## Check your understanding
(a) List every abbreviation that appears in parentheses in the article on speech recognition and captioning, along with the full name it stands for.
(b) Resume the article on speech recognition and captioning after its final sentence, adding a few more sentences in the same style.

## Exercise passage
────────
Published: April 13, 2020 By

Clinical Professor Blake E. Reid and students in the Technology Law and Policy Clinic

Students in the Samuelson-Glushko Technology Law and Policy Clinic (TLPC) are addressing concerns surrounding the oversight and implementation of automatic speech recognition (ASR), an artificial intelligence technology that detects speech and turns spoken words into text, and which is increasingly becoming the focus of debates in disability policy.

Some technology companies and accessibility technologists are excited about ASR’s potential to provide immediate, inexpensive captions, and hope that this new form of speech recognition can fill in captioning gaps and perhaps even eventually replace traditional human captioning. However, ASR has a number of pitfalls, including the potential for problems with accuracy, privacy, and discrimination, which, if not properly addressed, could affect the civil rights of millions of Americans who are deaf or hard of hearing.

Working on behalf of its client, Telecommunications for the Deaf and Hard of Hearing Inc., and with a coalition of consumer organizations and advocates, TLPC students petitioned the Federal Communications Commission (FCC) to address longstanding quality concerns with captioning for live television programming and internet protocol captioned telephone services (IP CTS).

In its petition, the clinic asked the FCC to build on its existing standards for the quality of captions by setting metrics for acceptable quality of live captions. The petition also urged the FCC to issue rulings on whether and how ASR technologies can comply with human-centric frameworks.
────────
## Exercise data

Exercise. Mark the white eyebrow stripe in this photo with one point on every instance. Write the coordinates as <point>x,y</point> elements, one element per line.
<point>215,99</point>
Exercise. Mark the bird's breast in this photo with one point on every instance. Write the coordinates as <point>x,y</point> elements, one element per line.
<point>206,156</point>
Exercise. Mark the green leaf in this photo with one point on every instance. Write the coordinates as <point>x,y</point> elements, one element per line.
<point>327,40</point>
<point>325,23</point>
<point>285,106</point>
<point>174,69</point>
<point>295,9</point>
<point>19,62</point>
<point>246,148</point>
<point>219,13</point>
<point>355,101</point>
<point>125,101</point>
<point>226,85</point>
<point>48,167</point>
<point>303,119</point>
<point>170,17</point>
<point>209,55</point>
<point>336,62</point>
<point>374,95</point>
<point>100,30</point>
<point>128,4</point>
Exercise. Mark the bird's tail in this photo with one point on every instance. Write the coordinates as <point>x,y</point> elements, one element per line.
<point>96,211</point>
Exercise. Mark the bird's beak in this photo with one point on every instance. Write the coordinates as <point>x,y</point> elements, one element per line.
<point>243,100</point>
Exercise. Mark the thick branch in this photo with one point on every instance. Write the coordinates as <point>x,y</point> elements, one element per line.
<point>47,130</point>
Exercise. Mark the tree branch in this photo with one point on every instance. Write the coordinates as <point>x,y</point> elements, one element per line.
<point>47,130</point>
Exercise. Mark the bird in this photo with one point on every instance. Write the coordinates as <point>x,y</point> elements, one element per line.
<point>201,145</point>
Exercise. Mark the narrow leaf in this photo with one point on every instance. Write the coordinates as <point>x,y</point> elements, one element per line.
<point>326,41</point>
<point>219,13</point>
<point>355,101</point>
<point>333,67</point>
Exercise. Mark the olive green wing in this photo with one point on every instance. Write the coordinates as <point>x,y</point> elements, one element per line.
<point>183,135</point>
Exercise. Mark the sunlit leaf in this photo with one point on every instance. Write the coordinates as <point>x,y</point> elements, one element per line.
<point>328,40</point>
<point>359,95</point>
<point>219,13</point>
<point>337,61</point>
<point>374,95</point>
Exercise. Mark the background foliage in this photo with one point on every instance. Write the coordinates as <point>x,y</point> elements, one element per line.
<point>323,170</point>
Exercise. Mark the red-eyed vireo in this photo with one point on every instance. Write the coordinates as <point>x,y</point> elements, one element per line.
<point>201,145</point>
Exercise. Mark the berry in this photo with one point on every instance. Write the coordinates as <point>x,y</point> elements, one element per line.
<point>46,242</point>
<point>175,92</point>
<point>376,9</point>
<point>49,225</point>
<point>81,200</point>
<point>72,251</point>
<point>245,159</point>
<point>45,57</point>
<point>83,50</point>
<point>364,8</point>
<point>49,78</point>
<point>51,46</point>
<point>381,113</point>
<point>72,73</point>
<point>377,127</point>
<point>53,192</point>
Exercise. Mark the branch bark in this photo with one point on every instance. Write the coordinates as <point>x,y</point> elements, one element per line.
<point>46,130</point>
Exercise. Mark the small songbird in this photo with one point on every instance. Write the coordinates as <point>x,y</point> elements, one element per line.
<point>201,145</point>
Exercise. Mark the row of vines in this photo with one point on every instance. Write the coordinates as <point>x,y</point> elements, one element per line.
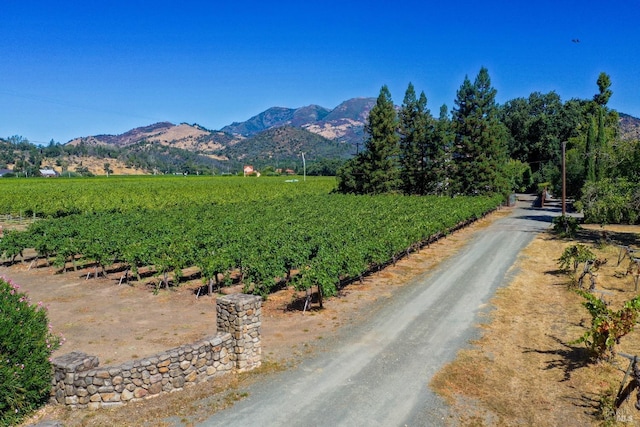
────────
## Responses by task
(a)
TLPC: Samuelson-Glushko Technology Law and Policy Clinic
ASR: automatic speech recognition
FCC: Federal Communications Commission
IP CTS: internet protocol captioned telephone services

(b)
"Being confronted with the tension between new technologies and the ways in which the law has not yet caught up was interesting and one of the reasons I wanted to participate in the TLPC," said Tess Cartin ('21).

ASR is also a significant issue in IP CTS, which provides captioning for people who are deaf or hard of hearing when making telephone calls. The clinic has called on companies seeking to provide ASR-based services to supply more information about the risks associated with ASR to the public.

"While we aren’t opposed to the use of ASR and believe it has the potential to do great things in the future, it does pose privacy and consumer risks that don’t magically disappear because artificial intelligence is being used instead of humans," said Cooper Tollen ('21).

While ASR may be a critical technology in improving captioning, oversight is needed to ensure that it respects the civil rights of Americans who are deaf or hard of hearing. The TLPC will continue its work on these topics into 2020.